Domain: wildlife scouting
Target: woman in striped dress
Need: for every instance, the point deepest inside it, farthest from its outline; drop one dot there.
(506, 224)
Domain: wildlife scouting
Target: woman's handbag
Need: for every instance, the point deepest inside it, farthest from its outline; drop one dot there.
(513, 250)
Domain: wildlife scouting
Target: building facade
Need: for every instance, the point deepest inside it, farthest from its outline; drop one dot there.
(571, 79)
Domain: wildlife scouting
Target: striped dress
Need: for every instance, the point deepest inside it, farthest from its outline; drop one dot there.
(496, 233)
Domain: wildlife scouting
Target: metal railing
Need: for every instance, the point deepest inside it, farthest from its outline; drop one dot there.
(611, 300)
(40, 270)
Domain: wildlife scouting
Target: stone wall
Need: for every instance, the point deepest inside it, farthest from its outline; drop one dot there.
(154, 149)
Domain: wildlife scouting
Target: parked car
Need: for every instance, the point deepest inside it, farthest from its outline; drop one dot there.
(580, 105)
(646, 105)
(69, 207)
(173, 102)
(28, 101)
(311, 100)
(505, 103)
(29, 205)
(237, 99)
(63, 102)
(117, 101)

* * *

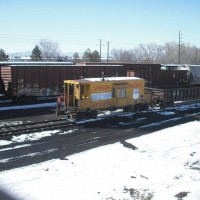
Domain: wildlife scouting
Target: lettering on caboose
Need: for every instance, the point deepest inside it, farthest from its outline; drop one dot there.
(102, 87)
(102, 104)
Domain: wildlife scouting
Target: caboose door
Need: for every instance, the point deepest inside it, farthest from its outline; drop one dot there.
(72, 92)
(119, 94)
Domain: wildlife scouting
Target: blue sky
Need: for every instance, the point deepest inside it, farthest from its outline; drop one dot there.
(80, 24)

==

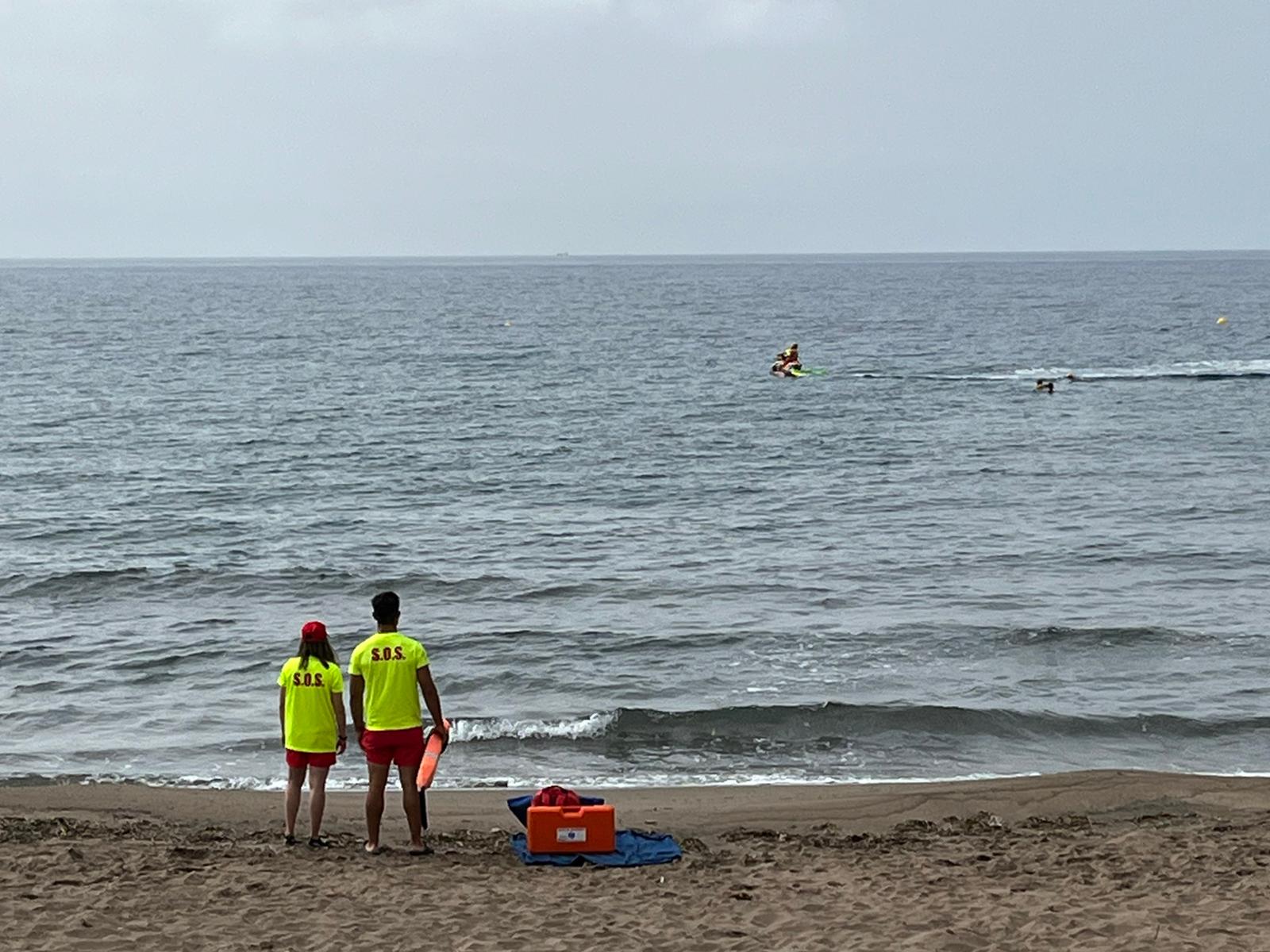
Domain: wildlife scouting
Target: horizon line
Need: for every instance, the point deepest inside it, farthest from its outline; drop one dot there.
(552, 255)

▶ [Work instructions]:
Output the lines of the records above exactly as they appear, from the line containing "Target: building facade" through the line containing "Target: stone wall".

▶ [Worked solution]:
Target: building facade
Need: for every instance, the point deepest inside it, farthest from its outline; drop one dot there.
(571, 79)
Domain: wildlife scouting
Target: striped dress
Need: for every instance, the point deepest inside it, farthest from its outline; drop one dot there.
(496, 233)
Domain: wildlife scouting
Target: metal railing
Need: for every instance, the point deepest inside it, farthest from its outline; drop one dot there.
(611, 300)
(40, 270)
Domain: wildlife scouting
Target: stone wall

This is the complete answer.